**Exercise**. Produce a verbatim copy of the entries listed below.

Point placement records
┌──
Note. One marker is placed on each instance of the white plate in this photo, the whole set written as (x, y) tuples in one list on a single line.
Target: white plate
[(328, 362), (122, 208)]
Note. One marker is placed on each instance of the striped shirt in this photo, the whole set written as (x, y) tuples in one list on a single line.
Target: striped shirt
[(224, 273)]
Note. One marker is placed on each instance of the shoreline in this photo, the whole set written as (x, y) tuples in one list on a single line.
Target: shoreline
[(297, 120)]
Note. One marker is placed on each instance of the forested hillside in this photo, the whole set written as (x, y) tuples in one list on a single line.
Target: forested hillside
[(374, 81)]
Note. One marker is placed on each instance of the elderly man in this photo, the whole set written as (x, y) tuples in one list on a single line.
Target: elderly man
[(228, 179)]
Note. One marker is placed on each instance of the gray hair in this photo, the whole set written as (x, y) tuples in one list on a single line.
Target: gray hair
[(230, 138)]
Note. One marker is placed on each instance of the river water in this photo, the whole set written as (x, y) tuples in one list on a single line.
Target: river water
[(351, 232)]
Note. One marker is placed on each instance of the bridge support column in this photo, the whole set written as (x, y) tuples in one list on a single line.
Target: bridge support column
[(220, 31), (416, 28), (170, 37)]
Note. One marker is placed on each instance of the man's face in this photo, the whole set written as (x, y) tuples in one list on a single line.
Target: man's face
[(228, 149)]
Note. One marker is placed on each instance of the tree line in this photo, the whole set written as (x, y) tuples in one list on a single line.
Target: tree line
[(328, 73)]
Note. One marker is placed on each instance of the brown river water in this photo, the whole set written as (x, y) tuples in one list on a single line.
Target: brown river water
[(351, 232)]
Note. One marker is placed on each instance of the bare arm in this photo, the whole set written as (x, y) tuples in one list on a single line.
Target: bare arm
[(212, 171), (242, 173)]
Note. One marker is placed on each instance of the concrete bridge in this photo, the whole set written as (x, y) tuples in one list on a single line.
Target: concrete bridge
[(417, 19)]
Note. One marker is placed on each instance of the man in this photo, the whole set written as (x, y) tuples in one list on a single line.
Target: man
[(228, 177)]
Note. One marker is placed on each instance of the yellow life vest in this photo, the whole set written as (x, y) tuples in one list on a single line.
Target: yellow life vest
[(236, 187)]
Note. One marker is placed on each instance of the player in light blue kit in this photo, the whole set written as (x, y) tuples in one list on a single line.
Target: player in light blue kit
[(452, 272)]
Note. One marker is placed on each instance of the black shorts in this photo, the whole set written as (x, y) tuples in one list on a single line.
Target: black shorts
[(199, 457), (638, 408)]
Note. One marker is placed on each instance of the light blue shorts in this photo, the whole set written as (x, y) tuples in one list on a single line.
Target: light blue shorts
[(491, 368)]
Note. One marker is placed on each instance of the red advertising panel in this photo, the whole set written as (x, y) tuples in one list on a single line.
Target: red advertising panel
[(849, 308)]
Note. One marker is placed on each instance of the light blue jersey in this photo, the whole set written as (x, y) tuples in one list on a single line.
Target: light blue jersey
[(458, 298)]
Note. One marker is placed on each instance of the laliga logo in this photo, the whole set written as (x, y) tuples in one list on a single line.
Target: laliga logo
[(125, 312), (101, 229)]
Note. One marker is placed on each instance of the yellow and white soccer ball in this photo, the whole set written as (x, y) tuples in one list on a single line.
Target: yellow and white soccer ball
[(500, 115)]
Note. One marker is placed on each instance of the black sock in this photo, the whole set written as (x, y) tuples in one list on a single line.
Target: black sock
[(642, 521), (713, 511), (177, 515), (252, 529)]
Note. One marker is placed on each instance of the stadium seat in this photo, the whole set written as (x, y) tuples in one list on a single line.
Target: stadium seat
└──
**Exercise solution**.
Note. One marker is placed on each instance of the white plate in this photo, the whole set written as (x, y) tuples in one list on a single line.
Target: white plate
[(328, 362), (122, 208)]
Note. One marker is placed on each instance of the striped shirt in this photo, the whole set written as (x, y) tuples in one list on a single line.
Target: striped shirt
[(224, 273)]
Note. One marker is placed on each instance of the shoreline in this photo, the whole set written as (x, y) tuples in one list on a single line.
Target: shoreline
[(297, 120)]
Note. One marker is placed on each instance of the forested hillside in this photo, the whole set written as (x, y) tuples in one list on a single line.
Target: forested hillside
[(374, 81)]
Note. One marker is placed on each instance of the elderly man in this photo, the whole set written as (x, y) tuples in one list on a single line.
Target: elderly man
[(228, 179)]
Note. One marker is placed on each instance of the gray hair in this photo, the whole set written as (x, y) tuples in one list on a single line.
Target: gray hair
[(230, 138)]
Note. One marker is placed on each instance of the river water in this photo, the whole set written as (x, y) tuples in one list on a single line.
Target: river water
[(351, 232)]
Note. One marker is placed on each instance of the bridge support column in this photo, the whole set written as (x, y) tuples in one list on a single line.
Target: bridge support column
[(220, 31), (416, 28), (170, 37)]
Note. One marker is placed on each instance of the man's face in this photo, the whole set written as (x, y) tuples in one list on a single line.
Target: man's face
[(228, 149)]
Note. One marker is placed on each instance of the tree line in this photo, the whole set written as (x, y) tuples in one list on a single line.
Target: tree line
[(328, 73)]
Note. One marker is placed on each instance of the brown river water in this photo, the whole set written as (x, y) tuples in one list on a single line.
Target: brown river water
[(351, 232)]
Note. One marker is placed on each instance of the bare arm in this photo, the whole set written as (x, y) tuples in one list on a single line.
Target: bare arm
[(212, 171), (242, 173)]
Note. One marker is placed on each instance of the concrete bridge in this photo, the whole set written as (x, y) tuples in one list on a single line.
Target: concrete bridge
[(417, 19)]
Note. One marker is placed on each instance of the man in this photo, the whole set written as (x, y) tuples in one list on a single line.
Target: man
[(228, 177)]
Note. One marker is placed on each instance of the yellow life vest in this photo, the whole set written as (x, y) tuples in one list on a single line.
Target: yellow life vest
[(236, 187)]
Note. One marker is placed on each instance of the player in light blue kit in this photo, the whole set written as (x, y) tuples in one list on a single line.
Target: player in light blue kit
[(452, 272)]
Note. One marker is placed on each instance of the black shorts in this photo, the whole set written as (x, y) tuples in one list on a single line.
Target: black shorts
[(199, 457), (638, 408)]
Note. One marker is placed on each instance of the light blue shorts in this photo, the whole set written as (x, y) tuples in one list on a single line.
Target: light blue shorts
[(491, 368)]
Note. One marker is placed on each instance of the red advertising panel in this photo, the whole set written as (x, y) tuples in one list on a single line.
Target: red advertising panel
[(849, 308)]
Note. One marker is placed on each instance of the light blue jersey in this photo, the whole set written as (x, y) tuples in one list on a single line.
Target: light blue jersey
[(458, 298)]
Note. One marker is placed on each instance of the laliga logo in this photo, the whole set written as (x, y) tuples in one list on a single line.
Target: laliga logo
[(125, 312), (101, 229)]
Note. One marker is placed on each instance of the yellow and white soccer ball in this photo, the whole set written as (x, y) tuples in one list on a single line.
Target: yellow and white soccer ball
[(500, 115)]
Note. One marker is placed on each instance of the black sock in this photo, the whole set written as (x, y) tuples in one list on a single line.
Target: black sock
[(642, 521), (713, 511), (177, 515), (252, 529)]
Note. One marker is placed on each instance of the stadium seat in this photo, the whole set written as (x, y) tuples in one list on a single line.
Target: stadium seat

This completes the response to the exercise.